*Image point annotation entries*:
____

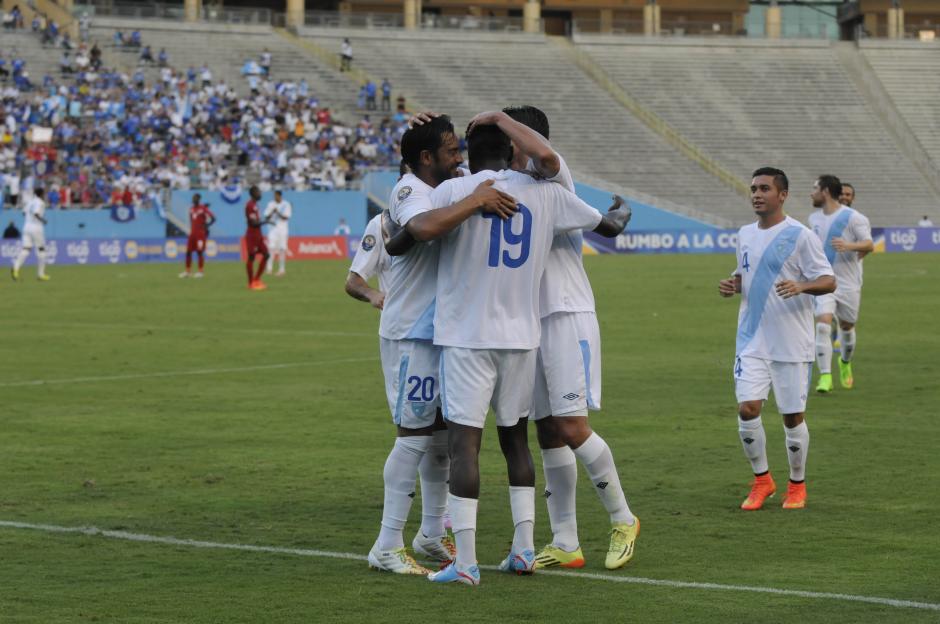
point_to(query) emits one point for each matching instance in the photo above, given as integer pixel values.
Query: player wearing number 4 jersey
(487, 323)
(568, 377)
(780, 263)
(411, 361)
(846, 237)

____

*EXERCISE*: Leave out the pictures and transcribe everything else exactly.

*EXERCISE RESPONSE*:
point_to(query) emits one point for each matching instance in the photo above, given as integer pixel values.
Query: player wearing number 4 jersey
(487, 323)
(568, 377)
(780, 263)
(411, 361)
(846, 237)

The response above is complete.